=== Problem ===
In the items below, reproduce unchanged the lines from the one containing "Field-scouting task: mark every instance of the forest" up to and including the one containing "Target: two-story house".

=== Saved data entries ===
━━━━━━━━━━━━━━━━

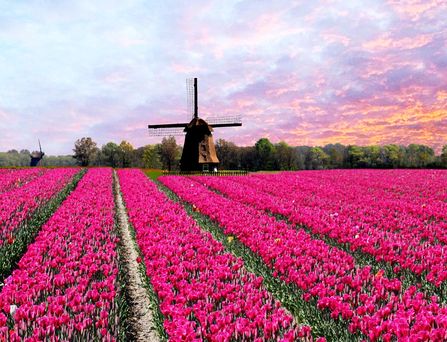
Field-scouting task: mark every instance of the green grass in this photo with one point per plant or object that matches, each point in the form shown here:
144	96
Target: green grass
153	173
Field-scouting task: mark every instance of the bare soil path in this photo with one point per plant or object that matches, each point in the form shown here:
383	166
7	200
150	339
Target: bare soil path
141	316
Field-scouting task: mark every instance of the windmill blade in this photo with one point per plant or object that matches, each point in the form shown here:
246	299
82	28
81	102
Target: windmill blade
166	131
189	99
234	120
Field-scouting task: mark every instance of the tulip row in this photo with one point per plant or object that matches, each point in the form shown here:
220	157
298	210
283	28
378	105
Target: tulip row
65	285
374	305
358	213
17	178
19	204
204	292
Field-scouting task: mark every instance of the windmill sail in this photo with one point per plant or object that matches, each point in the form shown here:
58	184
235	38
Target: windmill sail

━━━━━━━━━━━━━━━━

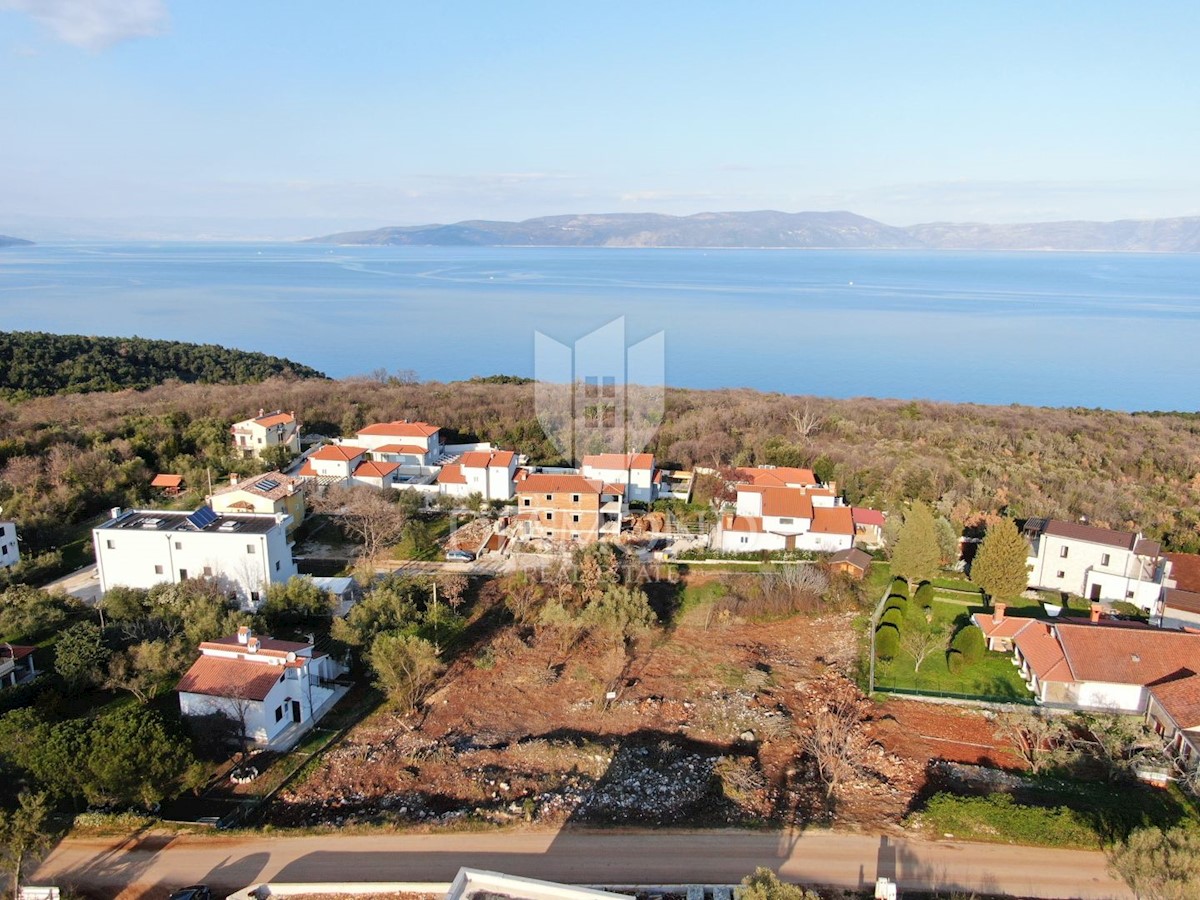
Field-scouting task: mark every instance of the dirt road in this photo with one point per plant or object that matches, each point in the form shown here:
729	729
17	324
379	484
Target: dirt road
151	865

━━━━━━━━━━━━━━━━

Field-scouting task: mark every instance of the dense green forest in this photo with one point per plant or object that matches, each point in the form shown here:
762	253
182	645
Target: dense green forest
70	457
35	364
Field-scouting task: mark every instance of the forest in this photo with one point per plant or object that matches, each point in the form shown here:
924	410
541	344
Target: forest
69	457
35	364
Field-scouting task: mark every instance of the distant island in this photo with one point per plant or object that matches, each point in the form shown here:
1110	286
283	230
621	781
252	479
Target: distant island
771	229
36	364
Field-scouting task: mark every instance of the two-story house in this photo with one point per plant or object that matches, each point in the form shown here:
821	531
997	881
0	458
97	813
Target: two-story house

━━━━━━━━━━━━━━━━

=== The solution ===
Field-scouting task: mark every instance of the forest in this photo with one point per plant or object that matches, each point in the form shown here:
924	410
541	344
Target: forest
69	457
35	364
Field-scouting task: mark every instance of the distant island in this photo with one point per plant or object that matches, each point in the form shown here:
1110	286
283	230
621	781
252	479
Target: distant island
771	229
36	364
Field-scouting task: mark every instance of the two-story house in this photo with one point per plant or object that matches, each point in the form shown here:
821	531
997	881
0	458
97	813
Target: two-story house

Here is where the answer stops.